### WHAT THE TASK ASKS
List every means the notice provision permits for serving or sending a notice.

### SOURCE EXCERPT
↓↓↓
All notices to the Revolving Secured Parties and the Term Secured Parties
permitted or required under this Agreement shall also be sent to the Revolving
Collateral Agent and the Term Collateral Agent, respectively. Unless
otherwise specifically provided herein, any notice hereunder shall be in writing
and may be personally served or sent by facsimile or United States mail or
courier service and shall be deemed to have been given when delivered in person
or by courier service and signed for against receipt thereof, or upon receipt
if
sent by facsimile or United States mail. For the purposes hereof, the
addresses of the parties hereto shall be as set forth below each party’s name on
the signature pages hereto, or, as to each party, at such other address as
may
be designated by such party in a written notice to all of the other
parties.
8.9 Further
Assurances.
↑↑↑
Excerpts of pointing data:
↓↓↓
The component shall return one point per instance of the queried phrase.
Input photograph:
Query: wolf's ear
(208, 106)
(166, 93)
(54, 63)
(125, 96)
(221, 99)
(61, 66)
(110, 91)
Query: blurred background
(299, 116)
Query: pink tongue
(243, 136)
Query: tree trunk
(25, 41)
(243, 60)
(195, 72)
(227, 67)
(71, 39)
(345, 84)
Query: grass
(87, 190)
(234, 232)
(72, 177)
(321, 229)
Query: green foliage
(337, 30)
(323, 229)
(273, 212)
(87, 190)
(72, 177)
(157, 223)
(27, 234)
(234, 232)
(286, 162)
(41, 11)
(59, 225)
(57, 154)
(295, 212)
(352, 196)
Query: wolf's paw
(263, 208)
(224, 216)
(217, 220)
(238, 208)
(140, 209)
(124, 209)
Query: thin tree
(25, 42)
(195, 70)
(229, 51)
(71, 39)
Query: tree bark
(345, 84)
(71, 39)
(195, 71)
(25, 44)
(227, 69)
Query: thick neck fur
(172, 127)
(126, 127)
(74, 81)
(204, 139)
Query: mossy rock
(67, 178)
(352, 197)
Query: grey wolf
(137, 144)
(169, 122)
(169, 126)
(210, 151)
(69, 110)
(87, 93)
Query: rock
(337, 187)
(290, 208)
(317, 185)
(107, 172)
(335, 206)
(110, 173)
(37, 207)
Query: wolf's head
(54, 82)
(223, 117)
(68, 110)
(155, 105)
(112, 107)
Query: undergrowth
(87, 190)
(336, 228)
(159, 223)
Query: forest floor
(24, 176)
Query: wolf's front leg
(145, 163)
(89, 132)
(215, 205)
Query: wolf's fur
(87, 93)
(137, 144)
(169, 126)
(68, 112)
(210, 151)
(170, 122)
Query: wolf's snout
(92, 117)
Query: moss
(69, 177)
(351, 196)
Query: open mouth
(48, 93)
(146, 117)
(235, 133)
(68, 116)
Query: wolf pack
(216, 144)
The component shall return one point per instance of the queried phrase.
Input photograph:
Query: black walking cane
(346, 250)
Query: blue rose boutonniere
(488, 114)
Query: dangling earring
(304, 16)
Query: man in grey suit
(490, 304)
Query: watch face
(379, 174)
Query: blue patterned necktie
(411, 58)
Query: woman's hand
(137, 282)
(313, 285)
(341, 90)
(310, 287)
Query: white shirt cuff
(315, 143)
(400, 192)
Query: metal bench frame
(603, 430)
↑↑↑
### WRITTEN ANSWER
Personal service, facsimile, United States mail, and courier service.